• Data excerpts:
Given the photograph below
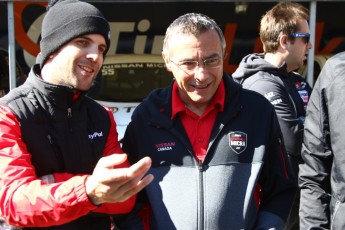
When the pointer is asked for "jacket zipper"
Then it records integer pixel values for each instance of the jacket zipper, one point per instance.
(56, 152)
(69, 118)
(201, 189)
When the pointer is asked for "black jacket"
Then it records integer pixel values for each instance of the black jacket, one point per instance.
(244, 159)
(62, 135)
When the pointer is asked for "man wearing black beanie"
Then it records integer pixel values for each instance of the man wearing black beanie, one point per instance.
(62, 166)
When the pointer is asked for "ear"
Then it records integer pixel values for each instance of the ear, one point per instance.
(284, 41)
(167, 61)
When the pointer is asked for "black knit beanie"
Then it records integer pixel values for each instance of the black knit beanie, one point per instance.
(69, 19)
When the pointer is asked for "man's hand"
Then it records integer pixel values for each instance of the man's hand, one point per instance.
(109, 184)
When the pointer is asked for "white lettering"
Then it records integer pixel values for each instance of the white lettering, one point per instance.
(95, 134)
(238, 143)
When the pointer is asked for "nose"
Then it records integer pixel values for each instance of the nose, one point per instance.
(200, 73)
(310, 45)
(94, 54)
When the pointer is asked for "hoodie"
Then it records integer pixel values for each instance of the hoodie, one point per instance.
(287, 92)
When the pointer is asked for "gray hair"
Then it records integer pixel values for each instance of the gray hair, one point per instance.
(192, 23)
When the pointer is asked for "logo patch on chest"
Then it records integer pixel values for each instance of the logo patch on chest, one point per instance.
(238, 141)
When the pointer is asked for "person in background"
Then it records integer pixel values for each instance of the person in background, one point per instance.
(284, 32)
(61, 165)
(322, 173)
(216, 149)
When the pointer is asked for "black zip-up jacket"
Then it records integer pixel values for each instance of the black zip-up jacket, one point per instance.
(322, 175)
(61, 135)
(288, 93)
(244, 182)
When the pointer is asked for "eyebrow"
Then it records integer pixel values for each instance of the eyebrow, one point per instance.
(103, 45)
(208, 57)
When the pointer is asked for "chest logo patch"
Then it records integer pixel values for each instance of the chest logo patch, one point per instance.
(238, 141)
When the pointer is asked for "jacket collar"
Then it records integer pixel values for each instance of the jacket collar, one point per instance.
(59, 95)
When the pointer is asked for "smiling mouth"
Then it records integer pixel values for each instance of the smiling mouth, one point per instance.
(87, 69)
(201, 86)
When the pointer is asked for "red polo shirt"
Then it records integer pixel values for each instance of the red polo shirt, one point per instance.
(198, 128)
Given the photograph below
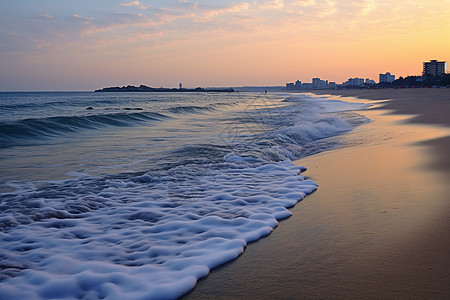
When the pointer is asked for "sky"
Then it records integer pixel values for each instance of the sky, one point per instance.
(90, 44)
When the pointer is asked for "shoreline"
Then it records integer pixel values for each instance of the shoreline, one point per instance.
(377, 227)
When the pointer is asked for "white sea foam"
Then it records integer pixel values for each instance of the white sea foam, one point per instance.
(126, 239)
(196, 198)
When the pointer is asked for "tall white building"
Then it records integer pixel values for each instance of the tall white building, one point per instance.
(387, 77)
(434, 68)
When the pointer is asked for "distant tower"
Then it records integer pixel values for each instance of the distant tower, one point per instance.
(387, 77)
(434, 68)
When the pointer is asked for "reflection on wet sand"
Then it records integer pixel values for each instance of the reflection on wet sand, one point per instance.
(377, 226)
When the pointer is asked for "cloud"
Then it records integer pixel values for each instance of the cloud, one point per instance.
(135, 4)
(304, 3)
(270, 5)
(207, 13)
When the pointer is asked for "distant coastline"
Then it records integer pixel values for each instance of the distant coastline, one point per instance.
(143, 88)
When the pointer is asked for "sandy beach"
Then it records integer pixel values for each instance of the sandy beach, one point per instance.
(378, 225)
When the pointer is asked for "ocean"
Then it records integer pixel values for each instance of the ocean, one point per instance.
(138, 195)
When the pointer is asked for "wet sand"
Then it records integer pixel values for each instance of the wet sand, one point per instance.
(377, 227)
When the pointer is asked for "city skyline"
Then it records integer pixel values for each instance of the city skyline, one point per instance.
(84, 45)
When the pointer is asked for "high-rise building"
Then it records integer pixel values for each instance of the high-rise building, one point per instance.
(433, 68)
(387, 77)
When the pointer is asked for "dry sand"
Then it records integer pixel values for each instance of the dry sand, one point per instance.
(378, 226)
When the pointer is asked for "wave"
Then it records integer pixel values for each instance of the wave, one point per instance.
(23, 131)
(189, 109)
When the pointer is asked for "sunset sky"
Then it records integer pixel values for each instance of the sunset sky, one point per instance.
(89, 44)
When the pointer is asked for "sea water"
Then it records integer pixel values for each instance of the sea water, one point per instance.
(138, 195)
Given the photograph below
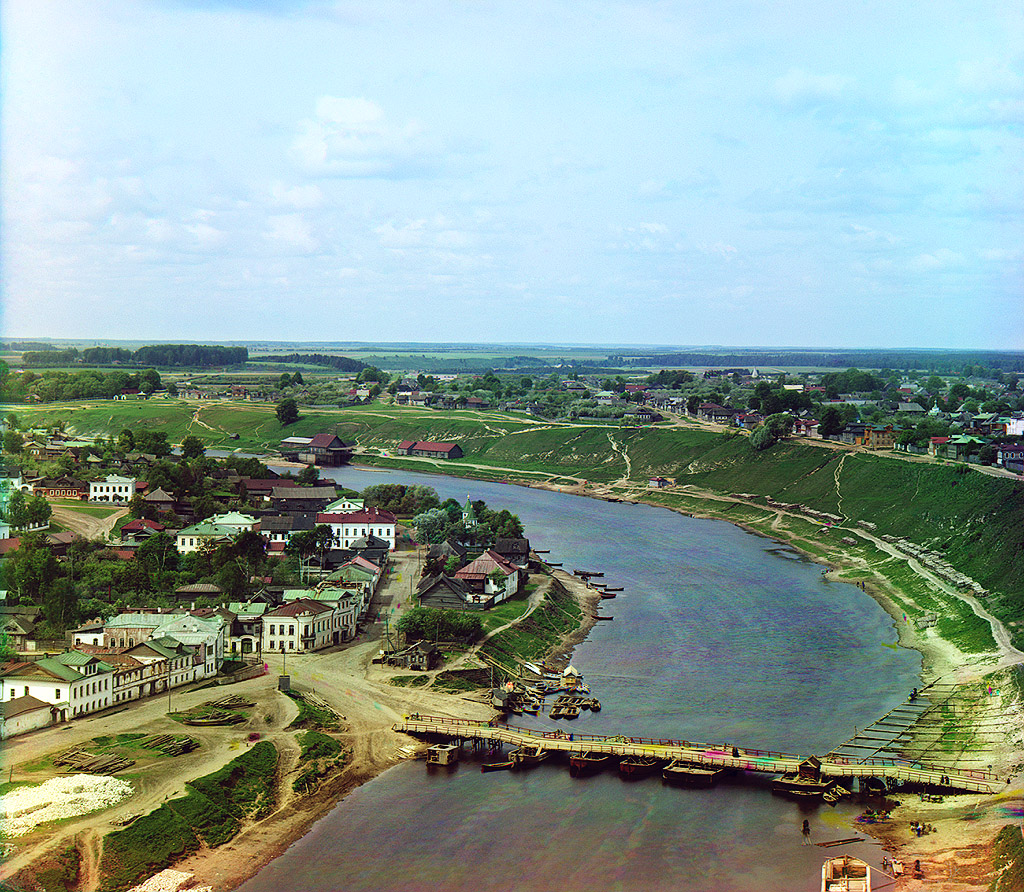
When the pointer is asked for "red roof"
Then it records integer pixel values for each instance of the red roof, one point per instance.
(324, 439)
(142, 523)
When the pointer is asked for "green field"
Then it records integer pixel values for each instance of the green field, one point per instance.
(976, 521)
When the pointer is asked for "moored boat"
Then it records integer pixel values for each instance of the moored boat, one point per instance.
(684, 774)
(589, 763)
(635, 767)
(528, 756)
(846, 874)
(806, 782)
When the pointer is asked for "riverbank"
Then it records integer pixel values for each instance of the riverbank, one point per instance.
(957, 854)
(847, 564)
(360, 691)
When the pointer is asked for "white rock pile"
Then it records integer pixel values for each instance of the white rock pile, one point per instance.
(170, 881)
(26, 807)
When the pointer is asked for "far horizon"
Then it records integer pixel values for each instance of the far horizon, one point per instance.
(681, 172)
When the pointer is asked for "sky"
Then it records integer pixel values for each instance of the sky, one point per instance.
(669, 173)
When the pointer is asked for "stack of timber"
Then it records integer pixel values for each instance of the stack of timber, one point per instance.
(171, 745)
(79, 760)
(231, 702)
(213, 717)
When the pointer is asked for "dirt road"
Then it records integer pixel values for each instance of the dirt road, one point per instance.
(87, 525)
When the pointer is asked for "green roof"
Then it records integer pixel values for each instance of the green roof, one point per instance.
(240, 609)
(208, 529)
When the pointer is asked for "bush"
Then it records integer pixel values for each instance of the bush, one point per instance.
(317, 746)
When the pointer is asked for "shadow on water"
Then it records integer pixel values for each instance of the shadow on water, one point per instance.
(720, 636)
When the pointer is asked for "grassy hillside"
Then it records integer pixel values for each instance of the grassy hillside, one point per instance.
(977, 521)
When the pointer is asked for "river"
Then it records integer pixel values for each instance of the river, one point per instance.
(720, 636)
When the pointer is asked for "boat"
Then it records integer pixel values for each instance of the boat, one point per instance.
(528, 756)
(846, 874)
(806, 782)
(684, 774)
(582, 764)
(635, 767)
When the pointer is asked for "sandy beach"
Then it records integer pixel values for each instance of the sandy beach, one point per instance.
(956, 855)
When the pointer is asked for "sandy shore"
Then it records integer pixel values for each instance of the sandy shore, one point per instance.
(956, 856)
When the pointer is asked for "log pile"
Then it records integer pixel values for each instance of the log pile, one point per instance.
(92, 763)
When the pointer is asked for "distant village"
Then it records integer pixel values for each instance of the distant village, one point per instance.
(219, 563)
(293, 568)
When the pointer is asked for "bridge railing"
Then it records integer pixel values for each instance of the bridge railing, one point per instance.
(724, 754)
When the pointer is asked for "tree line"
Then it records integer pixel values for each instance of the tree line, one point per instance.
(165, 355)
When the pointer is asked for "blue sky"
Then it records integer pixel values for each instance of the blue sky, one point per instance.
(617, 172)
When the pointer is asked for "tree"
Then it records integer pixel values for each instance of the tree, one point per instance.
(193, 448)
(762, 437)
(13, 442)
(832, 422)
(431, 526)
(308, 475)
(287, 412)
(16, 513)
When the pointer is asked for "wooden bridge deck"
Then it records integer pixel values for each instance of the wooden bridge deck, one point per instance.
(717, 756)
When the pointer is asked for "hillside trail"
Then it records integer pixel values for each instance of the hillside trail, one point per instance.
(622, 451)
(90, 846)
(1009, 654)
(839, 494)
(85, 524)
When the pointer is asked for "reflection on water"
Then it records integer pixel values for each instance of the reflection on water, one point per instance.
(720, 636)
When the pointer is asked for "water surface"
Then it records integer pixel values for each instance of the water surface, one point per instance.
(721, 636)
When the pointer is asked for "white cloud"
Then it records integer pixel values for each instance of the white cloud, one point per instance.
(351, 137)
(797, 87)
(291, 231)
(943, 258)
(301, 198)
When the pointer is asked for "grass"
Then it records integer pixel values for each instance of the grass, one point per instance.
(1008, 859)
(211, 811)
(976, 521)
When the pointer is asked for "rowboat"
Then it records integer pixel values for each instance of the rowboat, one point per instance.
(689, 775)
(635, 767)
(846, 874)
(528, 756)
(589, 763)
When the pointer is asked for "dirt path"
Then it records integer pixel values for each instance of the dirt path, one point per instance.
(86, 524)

• Instructions to follow: Each line from the one containing "path, one point per instance." to the end of the records should be echoed exactly, and no other line.

• Problem solution:
Then it records integer pixel values for each instance of the dirt path, one point per instance.
(86, 524)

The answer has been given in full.